> _Document segment_
There is nothing forgiving in San. She forgives nothing, she is forgiven nothing, throughout the book. She is alone, she feels lonely of it (or so we infer...I don't know that she would be able to articulate the unmoored, disconnected reality that lonely people all share). For this, among other, reasons, this is a hard story to read. If you have ever been truly, down-to-the-bone lonely, this might be a triggering read for you. I haven't run across too many reads with this hyperconcentrated focus on loneliness, or too many with more success in rendering an emotional state into prose.
A stranger to every single person in the crowd, San finds herself blocking the sidewalk as people swerve to avoid her. Even if a carnival were to break out around her, the vacant expression on her face looks entrenched enough to persist.

Because she knows nothing of love, loving, being loved, San sees nothing except the one moment when everything changed, when the one love she thought she had was denied and made nothing. Not even attempting to find her former home nets San anything, she sees not the fields of minari she grew up among, where her life irrevocably emptied out and flowed away from her, but careful rectilinear plots of...something not minari. She has no roots. She feels no kinship.

> _Dataset section_
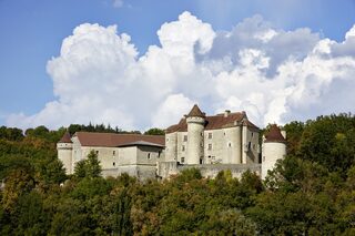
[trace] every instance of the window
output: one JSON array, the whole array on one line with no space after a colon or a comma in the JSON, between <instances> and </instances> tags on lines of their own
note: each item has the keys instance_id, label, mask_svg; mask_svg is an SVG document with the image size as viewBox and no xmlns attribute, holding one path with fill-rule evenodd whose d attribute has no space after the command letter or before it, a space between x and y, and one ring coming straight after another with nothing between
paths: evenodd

> _What you need to do_
1) Using the book review above, answer the following:
(a) What do people on the sidewalk do when San blocks it?
(b) What does San see when she tries to find her former home, in place of the minari fields she grew up among?
(c) For which readers does the reviewer say this might be a triggering read?
2) Retype the book review from "A stranger to" to "feels no kinship.".

> _Responses for each task_
1)
(a) They swerve to avoid her.
(b) She sees careful rectilinear plots of something that is not minari.
(c) Anyone who has ever been truly, down-to-the-bone lonely.

2)
A stranger to every single person in the crowd, San finds herself blocking the sidewalk as people swerve to avoid her. Even if a carnival were to break out around her, the vacant expression on her face looks entrenched enough to persist.

Because she knows nothing of love, loving, being loved, San sees nothing except the one moment when everything changed, when the one love she thought she had was denied and made nothing. Not even attempting to find her former home nets San anything, she sees not the fields of minari she grew up among, where her life irrevocably emptied out and flowed away from her, but careful rectilinear plots of...something not minari. She has no roots. She feels no kinship.